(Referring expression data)
*** Begin section ***

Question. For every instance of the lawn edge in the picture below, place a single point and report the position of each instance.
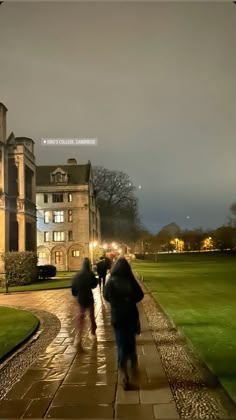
(25, 339)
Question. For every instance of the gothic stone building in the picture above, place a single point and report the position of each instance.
(17, 191)
(68, 220)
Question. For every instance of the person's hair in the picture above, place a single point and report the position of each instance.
(121, 268)
(86, 266)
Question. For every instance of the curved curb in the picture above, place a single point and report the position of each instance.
(196, 390)
(16, 365)
(24, 340)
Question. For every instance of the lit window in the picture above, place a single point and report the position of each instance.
(70, 235)
(58, 236)
(42, 254)
(58, 216)
(46, 236)
(58, 257)
(70, 217)
(57, 198)
(75, 253)
(46, 216)
(59, 178)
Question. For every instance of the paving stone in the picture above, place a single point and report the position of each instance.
(82, 411)
(19, 390)
(74, 377)
(166, 411)
(13, 408)
(56, 349)
(37, 408)
(134, 411)
(57, 374)
(75, 395)
(159, 395)
(126, 397)
(43, 389)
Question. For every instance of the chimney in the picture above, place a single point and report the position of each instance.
(71, 161)
(3, 123)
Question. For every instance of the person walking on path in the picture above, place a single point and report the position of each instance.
(123, 292)
(82, 285)
(102, 272)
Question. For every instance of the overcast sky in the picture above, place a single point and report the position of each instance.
(153, 82)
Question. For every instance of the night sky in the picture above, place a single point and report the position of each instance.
(153, 82)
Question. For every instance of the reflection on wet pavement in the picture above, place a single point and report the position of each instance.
(67, 382)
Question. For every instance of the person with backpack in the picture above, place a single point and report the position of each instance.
(123, 292)
(102, 272)
(82, 285)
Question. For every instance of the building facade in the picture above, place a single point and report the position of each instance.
(17, 191)
(68, 222)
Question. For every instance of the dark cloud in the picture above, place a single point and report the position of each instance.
(154, 82)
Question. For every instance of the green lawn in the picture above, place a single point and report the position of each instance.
(199, 293)
(15, 326)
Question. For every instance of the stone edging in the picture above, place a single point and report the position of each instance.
(196, 390)
(16, 365)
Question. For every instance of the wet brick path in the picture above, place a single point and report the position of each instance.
(63, 382)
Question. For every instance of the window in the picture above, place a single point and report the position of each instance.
(58, 216)
(46, 216)
(57, 198)
(46, 236)
(75, 253)
(58, 257)
(58, 236)
(70, 216)
(59, 178)
(70, 235)
(42, 255)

*** End section ***

Nothing but the records, repeated exactly and stripped of pictures, should appear in the answer.

Question. For every instance of the lawn edge in the picture below, place a single point and report the position of each instance.
(25, 339)
Question. For every instance of the gothic stone building in the picture above, place a single point and report the position of each instance.
(17, 191)
(68, 220)
Question. For every instance of the person's hair in the picture above, place a single point and report the position of each instance.
(121, 268)
(86, 266)
Question. For every instance of the curved curb in the picture above, place a single point and report the position of each instance.
(196, 390)
(16, 365)
(24, 340)
Question. For every instance of the lit window in the picture above, place a single point and report the position of each instance.
(70, 235)
(58, 236)
(42, 254)
(58, 216)
(46, 236)
(58, 257)
(70, 217)
(57, 198)
(75, 253)
(46, 216)
(59, 178)
Question. For every instance of the paving stone in the picture above, place a single point and report the position of each instance.
(82, 411)
(19, 390)
(74, 377)
(166, 411)
(13, 408)
(56, 349)
(37, 408)
(134, 411)
(57, 374)
(75, 395)
(159, 395)
(126, 397)
(43, 389)
Question. For every instance of the chimney in the picture above, place a single point and report the position of each instance.
(71, 161)
(3, 123)
Question. For every instance of the person walking on path in the picture above, place a single point and report the position of each instance.
(123, 292)
(82, 285)
(102, 272)
Question. For every instance of the overcast sky in the picture above, place a single point and report the position of each instance.
(153, 82)
Question. For every instance of the night sky in the picture above, place a single point and report the position of each instance.
(153, 82)
Question. For every instance of the reflection on wet pavement in the picture above, place a single point and report the position of each instance.
(67, 382)
Question. For every instance of the person with backpack in the picture above, place a single point and report the position of each instance.
(123, 292)
(102, 272)
(82, 285)
Question. For every instance of the building facade in the picture above, place a single point and report the position of each instance.
(17, 191)
(68, 222)
Question. For every instance of the dark cloud in the picture above, place a single point and report the position of each instance.
(154, 82)
Question. For every instance of the green lawn in the picture above, place a single point and report the position of each instance.
(199, 293)
(15, 326)
Question. For every instance of the stone edging in the picture above, place a single point and report the position of each instance.
(196, 390)
(16, 365)
Question. For every instance of the wet brick path in the picture above, place a single point and report the position of each instance.
(63, 382)
Question. For every instance of the window in the picture above, place a single point and report the position of each instance.
(58, 216)
(46, 216)
(57, 198)
(46, 236)
(75, 253)
(58, 257)
(58, 236)
(70, 216)
(59, 178)
(70, 235)
(42, 255)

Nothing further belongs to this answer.